**** Фрагмент документа ****

На его долю выпала Геркулесова работа – очищать живую плоть родного языка от ржавчины советского «новояза». Как тот шахтер, он пробуривался сквозь пласты мусора, гнилья, вранья и тлена. Поэт достал наконец до живой воды, до КУЛЬТУРНОГО СЛОЯ ОТЕЧЕСТВЕННОЙ СЛОВЕСНОСТИ.
СПАСИБО ПОЭТУ.
Ов честно и преданно послужил родной речи. Реанимировал, реабилитировал ее, матушкy нашу.
Как же она оскудела, запаршивела за годы пятилеток-семилеток!
Мастер остро осознавал, чувствовал волю языка к саморазвитию.

«Служенье муз чего-то там не терпит,
Зато само обычно так торопит,
Что по рукам бежит священный трепет
И несомненна близость Божества.
Один певец подготовляет рапорт.
Другой рождает приглушенный ропот.
А третий знает, что он сам лишь рупор,
И он срывает все цветы родства.»

Эти и многие другие строки БРОДСКОГО воспринимаются особенно плотно, значительно... почти по-библейски?

Вначале было слово
И слово было у Бога
И слово было Бог

In  the beginning was the word
And the word was with god
And word was god

Поэт – это не тот, кто рифмует слова.
Но тот, кто дает имя явлению, состоянию, чувству.
Тем поэт равен Богу.
Работа человека над словом – вечная работа.
Она всегда мучительно трудна.
Истина увертлива, капризна, всегда непохожа сама на себя.
Как же нужен современной российской словолитне новый талантливый мастер слова!

**** Показанные записи ****

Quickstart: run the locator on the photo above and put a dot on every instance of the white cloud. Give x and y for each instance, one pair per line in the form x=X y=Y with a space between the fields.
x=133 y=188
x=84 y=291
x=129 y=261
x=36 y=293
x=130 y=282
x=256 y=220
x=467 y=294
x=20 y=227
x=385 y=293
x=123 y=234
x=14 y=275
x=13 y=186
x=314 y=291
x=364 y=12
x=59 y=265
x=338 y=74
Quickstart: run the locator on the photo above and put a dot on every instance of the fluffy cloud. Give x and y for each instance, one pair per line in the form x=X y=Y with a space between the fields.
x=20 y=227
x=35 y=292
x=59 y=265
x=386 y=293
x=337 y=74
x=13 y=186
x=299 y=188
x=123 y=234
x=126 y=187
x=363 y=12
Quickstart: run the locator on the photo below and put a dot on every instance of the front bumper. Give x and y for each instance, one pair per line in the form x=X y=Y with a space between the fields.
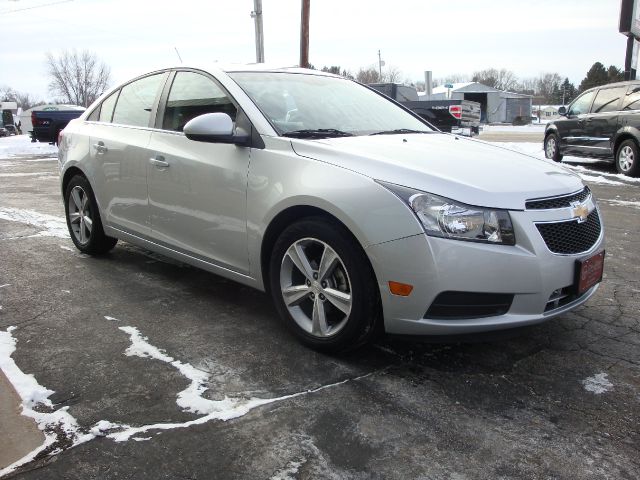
x=529 y=271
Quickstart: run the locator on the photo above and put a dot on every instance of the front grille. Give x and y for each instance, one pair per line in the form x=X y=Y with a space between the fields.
x=571 y=237
x=558 y=202
x=465 y=305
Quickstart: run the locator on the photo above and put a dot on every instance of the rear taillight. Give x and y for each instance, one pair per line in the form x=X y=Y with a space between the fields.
x=455 y=111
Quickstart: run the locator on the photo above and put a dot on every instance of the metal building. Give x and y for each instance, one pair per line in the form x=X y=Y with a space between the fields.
x=496 y=106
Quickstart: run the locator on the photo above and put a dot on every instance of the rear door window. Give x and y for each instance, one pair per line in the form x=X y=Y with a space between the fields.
x=106 y=109
x=632 y=99
x=191 y=95
x=581 y=104
x=136 y=101
x=608 y=100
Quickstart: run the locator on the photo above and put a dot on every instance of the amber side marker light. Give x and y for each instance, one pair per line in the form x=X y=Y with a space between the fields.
x=400 y=289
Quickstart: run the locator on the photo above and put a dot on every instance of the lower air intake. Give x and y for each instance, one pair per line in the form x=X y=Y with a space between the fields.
x=467 y=305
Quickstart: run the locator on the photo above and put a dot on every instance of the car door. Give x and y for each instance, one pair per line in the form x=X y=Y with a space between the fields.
x=119 y=141
x=571 y=129
x=197 y=190
x=601 y=124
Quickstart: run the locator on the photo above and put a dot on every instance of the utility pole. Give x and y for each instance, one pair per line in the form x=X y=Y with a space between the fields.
x=304 y=34
x=257 y=17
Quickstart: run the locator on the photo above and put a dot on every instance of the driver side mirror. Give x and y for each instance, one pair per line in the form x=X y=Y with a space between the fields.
x=215 y=128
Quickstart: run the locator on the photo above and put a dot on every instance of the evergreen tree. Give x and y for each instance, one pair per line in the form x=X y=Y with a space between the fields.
x=615 y=74
x=597 y=75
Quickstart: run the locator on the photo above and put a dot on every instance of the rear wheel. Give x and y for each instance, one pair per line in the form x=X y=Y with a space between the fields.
x=552 y=147
x=627 y=159
x=83 y=218
x=323 y=286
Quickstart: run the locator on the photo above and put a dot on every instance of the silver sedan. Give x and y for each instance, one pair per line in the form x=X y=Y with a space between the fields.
x=351 y=211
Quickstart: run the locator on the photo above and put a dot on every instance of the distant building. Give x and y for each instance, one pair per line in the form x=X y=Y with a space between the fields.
x=496 y=106
x=547 y=112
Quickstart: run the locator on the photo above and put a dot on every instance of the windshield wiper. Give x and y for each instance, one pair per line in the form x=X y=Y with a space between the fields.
x=317 y=133
x=398 y=131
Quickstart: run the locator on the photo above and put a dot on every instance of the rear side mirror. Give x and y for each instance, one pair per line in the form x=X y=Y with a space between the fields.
x=215 y=128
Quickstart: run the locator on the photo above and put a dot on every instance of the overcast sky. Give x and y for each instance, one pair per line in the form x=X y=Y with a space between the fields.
x=461 y=36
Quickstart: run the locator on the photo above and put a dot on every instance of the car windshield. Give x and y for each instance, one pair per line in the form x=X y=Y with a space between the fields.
x=316 y=106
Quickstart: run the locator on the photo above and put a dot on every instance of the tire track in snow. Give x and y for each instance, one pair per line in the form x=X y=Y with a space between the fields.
x=63 y=432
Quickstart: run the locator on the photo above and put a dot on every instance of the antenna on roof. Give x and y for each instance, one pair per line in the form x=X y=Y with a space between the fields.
x=178 y=53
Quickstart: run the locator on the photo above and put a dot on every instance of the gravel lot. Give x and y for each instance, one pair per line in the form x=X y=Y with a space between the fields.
x=560 y=400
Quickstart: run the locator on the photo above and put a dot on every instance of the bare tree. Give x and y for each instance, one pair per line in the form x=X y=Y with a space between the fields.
x=368 y=75
x=77 y=77
x=392 y=74
x=501 y=79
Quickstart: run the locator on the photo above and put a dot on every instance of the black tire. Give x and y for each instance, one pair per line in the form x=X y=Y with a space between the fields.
x=351 y=276
x=552 y=147
x=628 y=159
x=83 y=218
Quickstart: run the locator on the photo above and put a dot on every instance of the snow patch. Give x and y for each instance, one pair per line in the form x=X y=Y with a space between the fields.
x=597 y=384
x=52 y=422
x=61 y=425
x=290 y=471
x=51 y=226
x=621 y=203
x=21 y=145
x=32 y=174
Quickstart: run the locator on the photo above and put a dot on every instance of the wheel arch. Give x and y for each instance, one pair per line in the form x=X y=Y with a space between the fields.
x=69 y=174
x=628 y=133
x=289 y=216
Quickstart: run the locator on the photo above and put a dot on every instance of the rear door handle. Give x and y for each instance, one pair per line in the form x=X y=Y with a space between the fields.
x=100 y=147
x=159 y=162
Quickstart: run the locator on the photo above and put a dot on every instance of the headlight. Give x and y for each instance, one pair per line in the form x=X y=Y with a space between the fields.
x=443 y=217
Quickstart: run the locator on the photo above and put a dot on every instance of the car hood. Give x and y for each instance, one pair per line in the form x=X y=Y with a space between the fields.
x=465 y=170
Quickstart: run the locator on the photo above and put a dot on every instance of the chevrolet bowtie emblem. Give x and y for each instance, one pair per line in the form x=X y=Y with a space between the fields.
x=580 y=211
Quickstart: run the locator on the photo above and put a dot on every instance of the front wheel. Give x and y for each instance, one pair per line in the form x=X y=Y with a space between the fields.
x=83 y=218
x=627 y=159
x=552 y=147
x=323 y=286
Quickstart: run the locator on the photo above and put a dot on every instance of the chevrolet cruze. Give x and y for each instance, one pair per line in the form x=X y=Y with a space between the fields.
x=352 y=212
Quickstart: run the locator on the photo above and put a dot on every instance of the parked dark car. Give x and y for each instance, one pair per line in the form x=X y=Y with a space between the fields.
x=454 y=116
x=47 y=124
x=603 y=123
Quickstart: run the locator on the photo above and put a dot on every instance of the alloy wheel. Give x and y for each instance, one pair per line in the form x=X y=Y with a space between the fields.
x=551 y=147
x=80 y=215
x=315 y=287
x=625 y=158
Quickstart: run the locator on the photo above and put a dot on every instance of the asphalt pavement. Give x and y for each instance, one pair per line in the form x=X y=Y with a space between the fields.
x=559 y=400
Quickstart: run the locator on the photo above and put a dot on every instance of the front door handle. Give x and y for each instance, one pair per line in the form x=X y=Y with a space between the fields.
x=159 y=162
x=100 y=147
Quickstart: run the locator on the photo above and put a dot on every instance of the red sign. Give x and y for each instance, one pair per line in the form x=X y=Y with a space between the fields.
x=589 y=272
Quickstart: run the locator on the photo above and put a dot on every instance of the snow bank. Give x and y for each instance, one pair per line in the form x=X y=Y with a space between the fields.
x=20 y=145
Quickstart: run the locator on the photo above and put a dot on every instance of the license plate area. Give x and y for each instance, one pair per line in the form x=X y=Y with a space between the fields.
x=589 y=272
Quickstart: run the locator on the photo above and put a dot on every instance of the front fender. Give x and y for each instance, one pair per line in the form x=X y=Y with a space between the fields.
x=371 y=212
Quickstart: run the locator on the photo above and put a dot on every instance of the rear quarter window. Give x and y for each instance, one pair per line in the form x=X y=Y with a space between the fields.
x=632 y=99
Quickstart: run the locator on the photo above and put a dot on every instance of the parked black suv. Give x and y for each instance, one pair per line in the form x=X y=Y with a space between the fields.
x=604 y=123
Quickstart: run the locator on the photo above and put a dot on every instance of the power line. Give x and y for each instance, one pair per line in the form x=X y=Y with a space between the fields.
x=36 y=6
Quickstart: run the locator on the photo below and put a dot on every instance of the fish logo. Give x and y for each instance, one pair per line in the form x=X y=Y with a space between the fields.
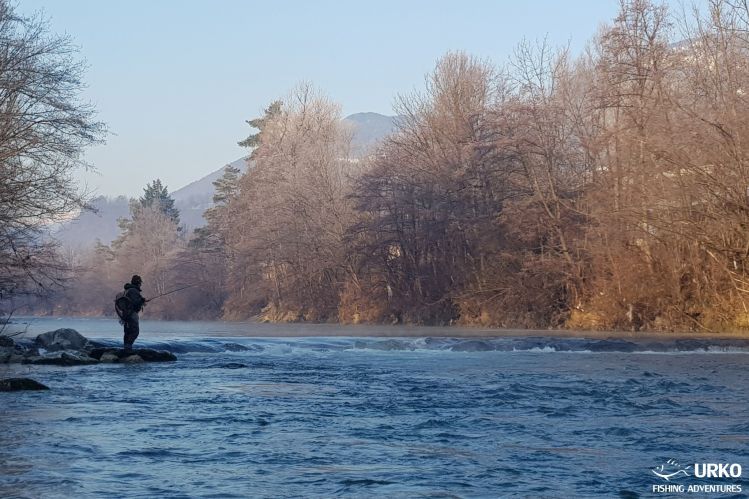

****

• _Ваши задания_
1 - Продублируйте из текста о Бродском и родном языке отрывок от слов «Другой рождает приглушенный» до слов «значительно... почти по-библейски?» включительно.
2 - Представьте записи от строки с «of the metal» до строки с «x=467 y=305» включительно в виде CSV с двумя столбцами, «текст» и «ответ». Каждой записи должна соответствовать одна строка, каждое значение заключено в кавычки, а переносы строк заменены пробелами.

• _Ответы_
1 -
Другой рождает приглушенный ропот.
А третий знает, что он сам лишь рупор,
И он срывает все цветы родства.»

Эти и многие другие строки БРОДСКОГО воспринимаются особенно плотно, значительно... почти по-библейски?

2 -
текст,ответ
"Quickstart: run the locator on the photo above and put a dot on every instance of the metal building. Give x and y for each instance, one pair per line in the form x=X y=Y with a space between the fields.","x=496 y=106"
"Quickstart: run the locator on the photo above and put a dot on every instance of the rear door window. Give x and y for each instance, one pair per line in the form x=X y=Y with a space between the fields.","x=106 y=109 x=632 y=99 x=191 y=95 x=581 y=104 x=136 y=101 x=608 y=100"
"Quickstart: run the locator on the photo above and put a dot on every instance of the amber side marker light. Give x and y for each instance, one pair per line in the form x=X y=Y with a space between the fields.","x=400 y=289"
"Quickstart: run the locator on the photo above and put a dot on every instance of the lower air intake. Give x and y for each instance, one pair per line in the form x=X y=Y with a space between the fields.","x=467 y=305"